**** Excerpted records ****

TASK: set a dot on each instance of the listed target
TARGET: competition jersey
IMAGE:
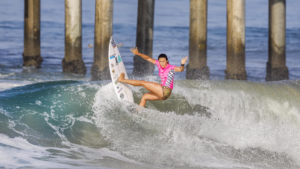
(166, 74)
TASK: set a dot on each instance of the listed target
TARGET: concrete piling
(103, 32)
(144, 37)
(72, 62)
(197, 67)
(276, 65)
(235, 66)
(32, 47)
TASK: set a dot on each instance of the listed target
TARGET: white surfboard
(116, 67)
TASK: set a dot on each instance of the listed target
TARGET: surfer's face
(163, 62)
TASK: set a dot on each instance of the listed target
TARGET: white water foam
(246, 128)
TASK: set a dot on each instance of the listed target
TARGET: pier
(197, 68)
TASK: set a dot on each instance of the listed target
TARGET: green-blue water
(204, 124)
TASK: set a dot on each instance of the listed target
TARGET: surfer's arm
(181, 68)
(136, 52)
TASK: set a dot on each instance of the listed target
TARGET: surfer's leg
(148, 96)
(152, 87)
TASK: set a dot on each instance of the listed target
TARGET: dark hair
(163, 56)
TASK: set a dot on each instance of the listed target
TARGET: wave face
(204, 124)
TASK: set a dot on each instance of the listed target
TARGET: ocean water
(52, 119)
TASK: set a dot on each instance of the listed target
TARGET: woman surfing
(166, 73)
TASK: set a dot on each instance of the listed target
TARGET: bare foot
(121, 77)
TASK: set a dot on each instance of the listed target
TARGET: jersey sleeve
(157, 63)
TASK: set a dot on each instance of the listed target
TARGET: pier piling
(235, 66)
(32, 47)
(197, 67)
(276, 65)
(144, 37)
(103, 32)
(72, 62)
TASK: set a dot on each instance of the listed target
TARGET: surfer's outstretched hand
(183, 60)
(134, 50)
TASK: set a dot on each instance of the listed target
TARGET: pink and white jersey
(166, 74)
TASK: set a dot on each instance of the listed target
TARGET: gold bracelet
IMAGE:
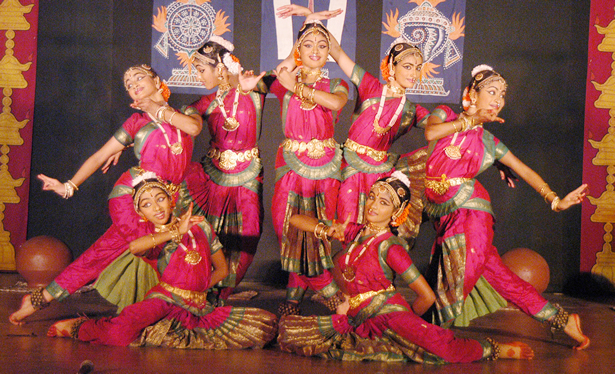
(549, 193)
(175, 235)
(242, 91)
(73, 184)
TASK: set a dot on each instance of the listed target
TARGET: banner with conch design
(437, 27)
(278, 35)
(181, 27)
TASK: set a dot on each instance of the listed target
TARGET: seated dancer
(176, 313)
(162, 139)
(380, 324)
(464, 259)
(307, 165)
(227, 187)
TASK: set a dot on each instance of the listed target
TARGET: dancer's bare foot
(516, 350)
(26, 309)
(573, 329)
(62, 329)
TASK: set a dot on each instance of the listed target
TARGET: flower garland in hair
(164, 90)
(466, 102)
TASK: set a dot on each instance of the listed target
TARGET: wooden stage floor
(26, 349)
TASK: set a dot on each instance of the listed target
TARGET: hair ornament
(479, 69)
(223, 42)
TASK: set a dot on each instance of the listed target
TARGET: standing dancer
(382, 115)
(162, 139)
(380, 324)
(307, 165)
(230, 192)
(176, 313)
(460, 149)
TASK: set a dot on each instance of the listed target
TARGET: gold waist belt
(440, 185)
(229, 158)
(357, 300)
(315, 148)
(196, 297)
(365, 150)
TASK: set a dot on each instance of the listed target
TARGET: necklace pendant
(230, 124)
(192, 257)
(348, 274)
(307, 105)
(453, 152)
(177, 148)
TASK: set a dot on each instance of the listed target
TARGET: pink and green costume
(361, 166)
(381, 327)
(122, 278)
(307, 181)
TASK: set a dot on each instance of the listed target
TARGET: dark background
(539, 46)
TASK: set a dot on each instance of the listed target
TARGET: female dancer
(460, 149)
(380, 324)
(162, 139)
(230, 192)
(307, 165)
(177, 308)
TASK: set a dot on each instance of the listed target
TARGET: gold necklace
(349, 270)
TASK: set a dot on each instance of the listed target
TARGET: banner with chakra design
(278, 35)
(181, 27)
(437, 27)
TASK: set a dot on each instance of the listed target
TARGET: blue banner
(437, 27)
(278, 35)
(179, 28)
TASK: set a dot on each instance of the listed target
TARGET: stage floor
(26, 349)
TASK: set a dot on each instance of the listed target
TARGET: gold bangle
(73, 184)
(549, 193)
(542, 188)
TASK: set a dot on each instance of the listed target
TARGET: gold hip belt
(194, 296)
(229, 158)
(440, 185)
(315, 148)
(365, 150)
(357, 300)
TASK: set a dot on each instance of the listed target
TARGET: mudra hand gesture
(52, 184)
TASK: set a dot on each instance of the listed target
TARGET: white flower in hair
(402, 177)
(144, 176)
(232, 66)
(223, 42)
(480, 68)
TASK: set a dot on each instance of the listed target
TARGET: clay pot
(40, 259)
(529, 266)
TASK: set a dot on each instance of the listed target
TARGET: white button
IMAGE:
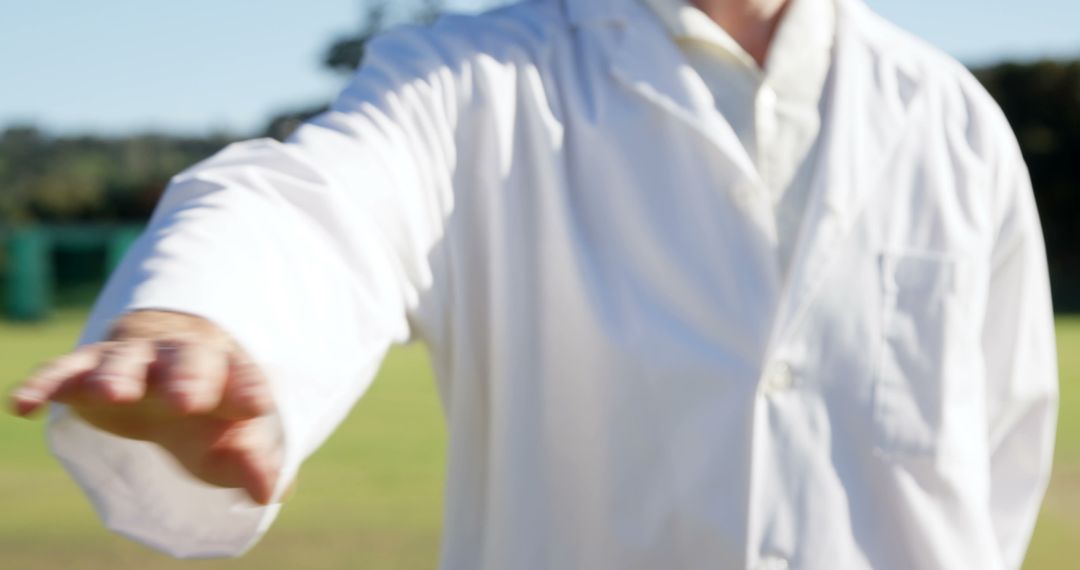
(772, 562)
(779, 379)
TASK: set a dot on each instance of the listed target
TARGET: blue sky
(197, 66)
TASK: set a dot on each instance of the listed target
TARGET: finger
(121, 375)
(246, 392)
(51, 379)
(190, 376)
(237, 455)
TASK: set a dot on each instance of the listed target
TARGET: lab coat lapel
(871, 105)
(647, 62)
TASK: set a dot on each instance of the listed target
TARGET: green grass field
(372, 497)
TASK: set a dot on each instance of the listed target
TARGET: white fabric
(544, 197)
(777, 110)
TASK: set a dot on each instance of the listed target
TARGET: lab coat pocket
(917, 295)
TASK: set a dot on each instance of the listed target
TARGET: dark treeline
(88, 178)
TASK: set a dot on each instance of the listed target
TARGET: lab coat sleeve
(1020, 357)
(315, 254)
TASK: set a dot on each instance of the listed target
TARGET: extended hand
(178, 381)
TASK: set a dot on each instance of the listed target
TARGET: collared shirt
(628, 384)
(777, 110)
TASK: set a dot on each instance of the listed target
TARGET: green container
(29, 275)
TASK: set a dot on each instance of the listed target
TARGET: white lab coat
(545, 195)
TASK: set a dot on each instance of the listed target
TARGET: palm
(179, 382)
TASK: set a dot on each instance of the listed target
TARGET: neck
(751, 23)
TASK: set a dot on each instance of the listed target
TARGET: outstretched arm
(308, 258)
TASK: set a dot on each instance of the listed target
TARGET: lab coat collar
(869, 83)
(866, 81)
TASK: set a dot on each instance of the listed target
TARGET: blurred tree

****
**** Excerpted records ****

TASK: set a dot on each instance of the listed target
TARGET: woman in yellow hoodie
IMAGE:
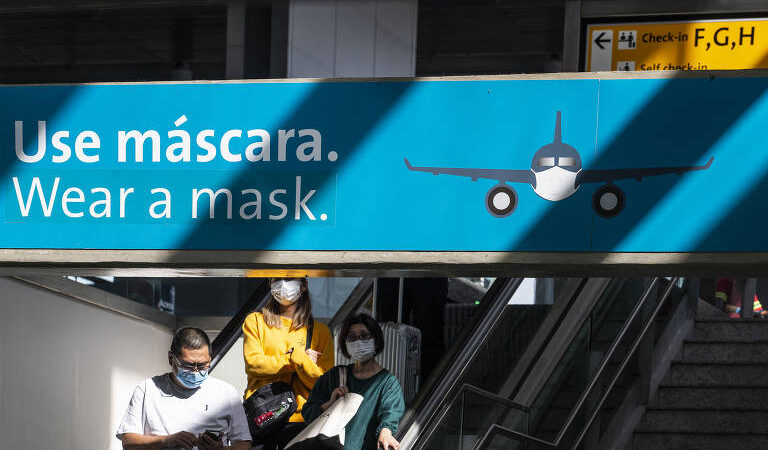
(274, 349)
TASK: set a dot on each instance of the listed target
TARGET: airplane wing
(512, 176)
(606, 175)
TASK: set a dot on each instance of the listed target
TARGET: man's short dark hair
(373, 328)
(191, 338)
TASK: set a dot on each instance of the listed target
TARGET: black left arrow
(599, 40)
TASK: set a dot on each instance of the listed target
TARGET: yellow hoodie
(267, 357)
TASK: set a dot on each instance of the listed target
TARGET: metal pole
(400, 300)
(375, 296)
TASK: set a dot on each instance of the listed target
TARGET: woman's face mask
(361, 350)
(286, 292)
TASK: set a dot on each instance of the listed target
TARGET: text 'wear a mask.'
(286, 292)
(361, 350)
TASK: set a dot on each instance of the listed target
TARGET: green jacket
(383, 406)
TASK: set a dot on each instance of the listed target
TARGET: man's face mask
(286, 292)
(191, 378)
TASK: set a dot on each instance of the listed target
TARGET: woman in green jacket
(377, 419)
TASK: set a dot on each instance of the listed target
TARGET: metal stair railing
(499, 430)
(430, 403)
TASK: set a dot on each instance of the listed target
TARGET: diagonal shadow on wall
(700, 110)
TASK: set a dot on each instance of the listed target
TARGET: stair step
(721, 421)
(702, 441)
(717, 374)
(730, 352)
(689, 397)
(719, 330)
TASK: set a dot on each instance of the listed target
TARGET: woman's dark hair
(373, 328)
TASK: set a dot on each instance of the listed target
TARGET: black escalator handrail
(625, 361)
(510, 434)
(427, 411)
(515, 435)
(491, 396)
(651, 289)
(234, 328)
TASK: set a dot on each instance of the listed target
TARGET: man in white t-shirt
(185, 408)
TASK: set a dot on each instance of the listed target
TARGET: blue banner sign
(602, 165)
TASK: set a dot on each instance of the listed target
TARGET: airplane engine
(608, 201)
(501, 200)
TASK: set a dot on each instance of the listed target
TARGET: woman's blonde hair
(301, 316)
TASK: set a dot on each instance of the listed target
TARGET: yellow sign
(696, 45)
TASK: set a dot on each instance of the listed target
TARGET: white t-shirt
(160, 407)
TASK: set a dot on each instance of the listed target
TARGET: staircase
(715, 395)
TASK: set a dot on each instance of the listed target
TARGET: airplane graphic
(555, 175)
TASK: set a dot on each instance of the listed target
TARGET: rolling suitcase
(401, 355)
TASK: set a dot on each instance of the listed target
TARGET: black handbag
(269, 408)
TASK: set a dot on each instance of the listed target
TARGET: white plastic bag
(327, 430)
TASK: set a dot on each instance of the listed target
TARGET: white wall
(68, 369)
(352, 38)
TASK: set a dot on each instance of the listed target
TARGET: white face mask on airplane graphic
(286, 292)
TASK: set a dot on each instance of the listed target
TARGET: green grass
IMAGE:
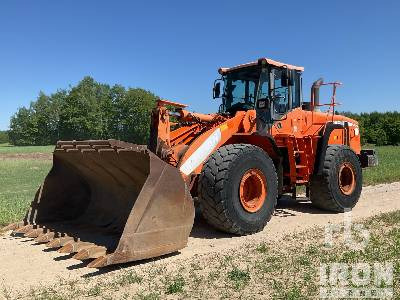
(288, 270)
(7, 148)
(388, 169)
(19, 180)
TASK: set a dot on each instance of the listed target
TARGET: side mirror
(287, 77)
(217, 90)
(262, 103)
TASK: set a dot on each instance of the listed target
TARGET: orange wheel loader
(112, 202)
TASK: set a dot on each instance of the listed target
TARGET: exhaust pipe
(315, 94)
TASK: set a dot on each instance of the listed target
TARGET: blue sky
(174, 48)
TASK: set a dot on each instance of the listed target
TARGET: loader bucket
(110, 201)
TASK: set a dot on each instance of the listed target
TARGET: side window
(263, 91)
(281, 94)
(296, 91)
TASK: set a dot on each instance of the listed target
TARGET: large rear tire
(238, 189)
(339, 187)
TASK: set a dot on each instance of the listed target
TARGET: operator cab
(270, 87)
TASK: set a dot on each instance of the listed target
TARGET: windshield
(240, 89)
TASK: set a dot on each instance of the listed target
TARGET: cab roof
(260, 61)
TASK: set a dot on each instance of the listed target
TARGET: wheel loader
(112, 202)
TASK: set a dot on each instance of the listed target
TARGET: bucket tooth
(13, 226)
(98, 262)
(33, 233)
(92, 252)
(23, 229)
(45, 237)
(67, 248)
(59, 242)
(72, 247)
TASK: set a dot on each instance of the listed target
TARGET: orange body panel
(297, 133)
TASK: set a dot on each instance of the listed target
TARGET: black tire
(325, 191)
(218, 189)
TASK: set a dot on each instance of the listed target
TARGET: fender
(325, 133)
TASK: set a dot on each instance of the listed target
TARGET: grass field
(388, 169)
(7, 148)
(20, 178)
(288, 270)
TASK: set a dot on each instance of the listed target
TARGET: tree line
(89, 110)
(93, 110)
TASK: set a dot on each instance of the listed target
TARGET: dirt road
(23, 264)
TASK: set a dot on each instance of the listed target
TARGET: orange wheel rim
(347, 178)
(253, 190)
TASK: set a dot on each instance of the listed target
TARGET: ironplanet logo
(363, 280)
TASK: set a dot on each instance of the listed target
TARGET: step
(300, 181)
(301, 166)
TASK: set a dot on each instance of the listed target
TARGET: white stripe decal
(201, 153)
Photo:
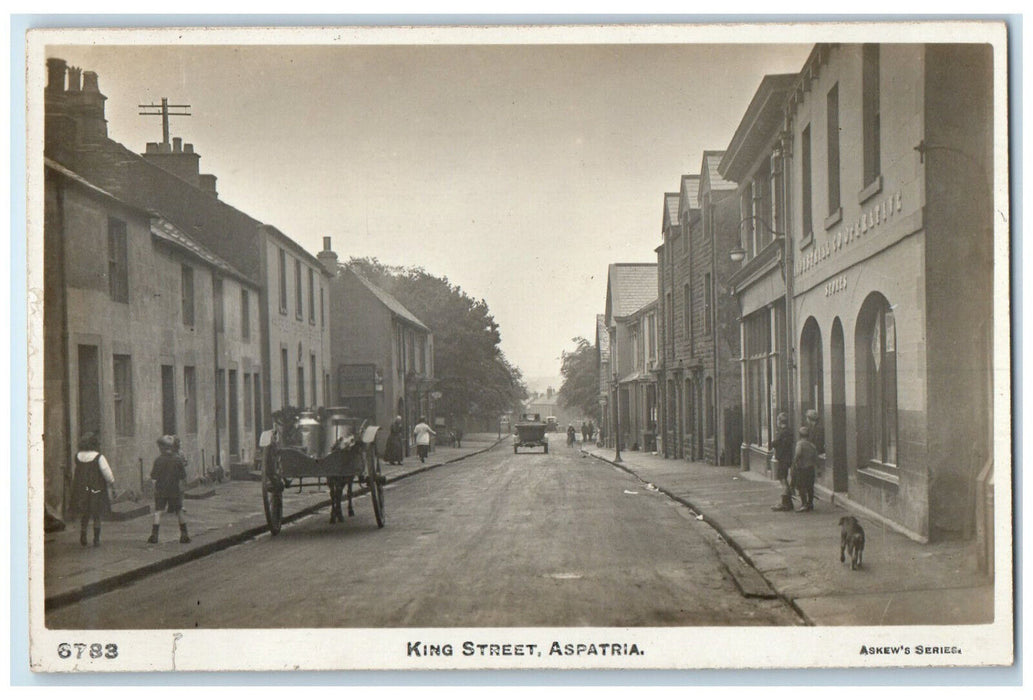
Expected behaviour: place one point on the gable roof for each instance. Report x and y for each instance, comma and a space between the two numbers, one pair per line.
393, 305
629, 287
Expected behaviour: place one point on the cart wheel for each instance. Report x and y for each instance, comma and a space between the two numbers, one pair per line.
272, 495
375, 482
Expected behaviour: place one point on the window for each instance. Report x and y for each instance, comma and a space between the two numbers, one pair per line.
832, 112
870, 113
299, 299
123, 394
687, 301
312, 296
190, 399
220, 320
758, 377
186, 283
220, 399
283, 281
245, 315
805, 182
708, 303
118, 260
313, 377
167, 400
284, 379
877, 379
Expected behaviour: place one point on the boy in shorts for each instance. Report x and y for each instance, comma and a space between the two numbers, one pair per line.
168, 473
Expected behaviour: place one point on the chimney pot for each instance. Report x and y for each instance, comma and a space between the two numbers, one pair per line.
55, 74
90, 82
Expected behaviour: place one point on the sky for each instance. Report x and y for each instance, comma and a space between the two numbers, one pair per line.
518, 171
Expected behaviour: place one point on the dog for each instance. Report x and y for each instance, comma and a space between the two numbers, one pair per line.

****

* Exercise:
How many lines in the rows above contain the word "dark"? Reply with the number only.

* Output:
5